Please present every line of the data below as a numbered list, leaving out blank lines and omitting the pictures.

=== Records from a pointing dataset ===

-=-=-

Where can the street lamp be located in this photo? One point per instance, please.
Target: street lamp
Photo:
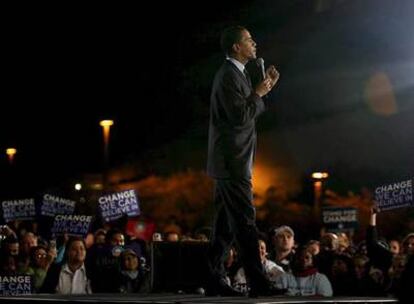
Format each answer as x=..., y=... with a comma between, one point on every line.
x=106, y=125
x=318, y=177
x=10, y=154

-=-=-

=== RESULT OF THIS TASK ===
1. Where can the street lamp be located in this photo? One point per instance, please.
2. Target: street lamp
3. Photo:
4. Format each answer as x=..., y=... with a comma between, one point on every line.
5. x=106, y=125
6. x=318, y=177
7. x=10, y=154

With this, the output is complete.